---------- DOCUMENTO DE ORIGEM ----------

Geração de renda e segurança alimentar no Baixo Parnaíba Maranhense
Por Mayron Régis – Presidente do Fórum Carajás
Não se tem certeza, mas é quase certo que o projeto “As Carrancas do senhor Onésio” foi o primeiro projeto que o Fundo Casa financiou na região do Baixo Parnaíba Maranhense, que consagrava em seus objetivos a geração de renda e a segurança alimentar. O projeto nasceu em discussões do Fórum Carajás com os pequenos e médios proprietários e posseiros do povoado Carrancas, também conhecido por Valença, município de Buriti de Inácia Vaz. O nome “As Carrancas do senhor Onésio” tem suas explicações. As pessoas denominavam o povoado de “Carrancas” devido a aparência carrancuda das florestas que se adensaram sobre as Chapadas ou, em outras palavras, era mata fechada mesmo. O senhor Onésio foi o elo de ligação da equipe do Fórum Carajás com os moradores do povoado nas discussões que deram partida ao projeto e dele partiram sugestões para o seu pleno funcionamento.
A leitura que se fazia a respeito da realidade do município de Buriti, e de outros municípios da região do Baixo Parnaíba Maranhense, era que só o discurso de preservação ambiental não seria suficiente para motivar a resistência dos proprietários e das comunidades frente ao avanço do agronegócio que já ocupava vários cantos e recantos do município. O Fórum Carajás vindo de uma experiência no povoado de São Raimundo, município de Urbano Santos, propôs ao seu Onésio e aos demais proprietários e posseiros a realização de um projeto que incentivasse a preservação do Cerrado cujas bases estariam na posse da terra, na produção, na geração de renda e na garantia de alimentação saudável.
Dois pontos nevrálgicos do projeto eram o combate ao desmatamento das Chapadas para o plantio de soja e o reflorestamento de áreas degradadas com espécies nativas, especialmente o bacurizeiro, espécie fundamental para a regulagem do microclima, para a regulagem dos reservatórios de água no subsolo, para a geração de renda e para a alimentação. Essas qualidades se devem às suas raízes que alcançam distâncias impressionantes num raio de quilômetros e aos seus frutos cuja polpa serve para comer em natura ou serve para produção de sucos, doces, cremes e outros derivados. Este fruto é muito apreciado pela população local e também pelos compradores de polpa, vindos de grandes centros.

---------- DADOS FORNECIDOS ----------

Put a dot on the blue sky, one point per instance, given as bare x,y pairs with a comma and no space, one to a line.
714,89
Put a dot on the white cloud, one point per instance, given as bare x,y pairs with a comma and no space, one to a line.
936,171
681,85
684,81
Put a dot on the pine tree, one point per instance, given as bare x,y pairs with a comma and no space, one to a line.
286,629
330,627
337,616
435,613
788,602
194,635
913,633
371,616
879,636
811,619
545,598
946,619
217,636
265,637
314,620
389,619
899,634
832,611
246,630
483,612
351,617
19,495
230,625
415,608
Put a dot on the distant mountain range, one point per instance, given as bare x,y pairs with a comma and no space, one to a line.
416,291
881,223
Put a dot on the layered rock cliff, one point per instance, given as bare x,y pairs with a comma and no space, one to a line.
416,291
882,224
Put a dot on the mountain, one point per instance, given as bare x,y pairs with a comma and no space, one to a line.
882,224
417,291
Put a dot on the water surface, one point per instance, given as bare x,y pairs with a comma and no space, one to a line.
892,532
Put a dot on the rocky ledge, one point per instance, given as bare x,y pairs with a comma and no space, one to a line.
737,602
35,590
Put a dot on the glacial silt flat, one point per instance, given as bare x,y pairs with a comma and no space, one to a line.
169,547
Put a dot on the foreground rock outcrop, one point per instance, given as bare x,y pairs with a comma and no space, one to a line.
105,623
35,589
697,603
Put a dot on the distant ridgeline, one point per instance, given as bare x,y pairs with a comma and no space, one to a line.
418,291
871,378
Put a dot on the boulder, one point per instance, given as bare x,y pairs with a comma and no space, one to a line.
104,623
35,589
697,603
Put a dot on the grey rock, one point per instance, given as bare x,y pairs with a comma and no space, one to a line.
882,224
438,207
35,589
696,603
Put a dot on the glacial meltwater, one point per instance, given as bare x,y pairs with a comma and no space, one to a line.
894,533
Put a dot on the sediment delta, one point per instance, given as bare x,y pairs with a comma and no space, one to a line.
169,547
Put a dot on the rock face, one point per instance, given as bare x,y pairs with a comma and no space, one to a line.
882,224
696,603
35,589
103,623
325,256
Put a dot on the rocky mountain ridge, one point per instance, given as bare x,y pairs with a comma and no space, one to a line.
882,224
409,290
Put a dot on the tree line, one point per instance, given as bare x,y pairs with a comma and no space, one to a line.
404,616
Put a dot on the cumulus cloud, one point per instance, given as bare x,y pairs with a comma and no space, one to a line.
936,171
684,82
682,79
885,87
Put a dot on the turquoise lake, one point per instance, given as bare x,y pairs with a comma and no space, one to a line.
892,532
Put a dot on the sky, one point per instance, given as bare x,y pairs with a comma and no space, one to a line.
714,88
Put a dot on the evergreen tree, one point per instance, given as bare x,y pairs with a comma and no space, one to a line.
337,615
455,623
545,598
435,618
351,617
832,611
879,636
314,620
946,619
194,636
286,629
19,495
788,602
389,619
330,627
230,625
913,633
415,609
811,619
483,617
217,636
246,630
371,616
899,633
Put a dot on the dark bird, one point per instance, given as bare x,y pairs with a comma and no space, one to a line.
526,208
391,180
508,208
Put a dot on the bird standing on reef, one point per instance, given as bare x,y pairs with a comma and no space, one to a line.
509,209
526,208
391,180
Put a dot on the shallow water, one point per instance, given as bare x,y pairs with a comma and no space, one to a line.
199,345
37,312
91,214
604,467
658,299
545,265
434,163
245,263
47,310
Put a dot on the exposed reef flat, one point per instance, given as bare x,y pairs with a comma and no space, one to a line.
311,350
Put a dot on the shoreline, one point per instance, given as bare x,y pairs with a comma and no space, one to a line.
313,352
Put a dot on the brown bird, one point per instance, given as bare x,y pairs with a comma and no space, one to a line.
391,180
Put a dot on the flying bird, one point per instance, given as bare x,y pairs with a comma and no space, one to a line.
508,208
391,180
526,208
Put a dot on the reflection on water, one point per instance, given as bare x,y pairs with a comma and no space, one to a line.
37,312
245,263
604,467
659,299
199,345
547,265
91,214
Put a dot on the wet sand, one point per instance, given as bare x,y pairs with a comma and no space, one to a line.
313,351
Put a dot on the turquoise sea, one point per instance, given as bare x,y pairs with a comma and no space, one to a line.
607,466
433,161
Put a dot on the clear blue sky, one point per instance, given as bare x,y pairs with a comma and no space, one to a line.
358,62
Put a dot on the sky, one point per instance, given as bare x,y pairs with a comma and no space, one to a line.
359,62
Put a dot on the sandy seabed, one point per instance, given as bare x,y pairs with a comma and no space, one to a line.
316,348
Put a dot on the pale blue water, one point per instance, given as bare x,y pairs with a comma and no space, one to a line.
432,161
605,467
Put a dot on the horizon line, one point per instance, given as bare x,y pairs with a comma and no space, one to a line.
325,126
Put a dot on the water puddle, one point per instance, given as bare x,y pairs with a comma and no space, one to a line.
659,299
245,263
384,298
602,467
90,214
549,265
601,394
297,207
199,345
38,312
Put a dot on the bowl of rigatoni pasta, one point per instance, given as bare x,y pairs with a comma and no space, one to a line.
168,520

----------

■ **O QUE SE ESPERA**
Transcreva, por favor, o trecho do texto sobre o Baixo Parnaíba Maranhense que vai de "Dois pontos nevrálgicos" até "de grandes centros.". Não é preciso consultar o material.

■ **RESULTADO DO EXERCÍCIO**
Dois pontos nevrálgicos do projeto eram o combate ao desmatamento das Chapadas para o plantio de soja e o reflorestamento de áreas degradadas com espécies nativas, especialmente o bacurizeiro, espécie fundamental para a regulagem do microclima, para a regulagem dos reservatórios de água no subsolo, para a geração de renda e para a alimentação. Essas qualidades se devem às suas raízes que alcançam distâncias impressionantes num raio de quilômetros e aos seus frutos cuja polpa serve para comer em natura ou serve para produção de sucos, doces, cremes e outros derivados. Este fruto é muito apreciado pela população local e também pelos compradores de polpa, vindos de grandes centros.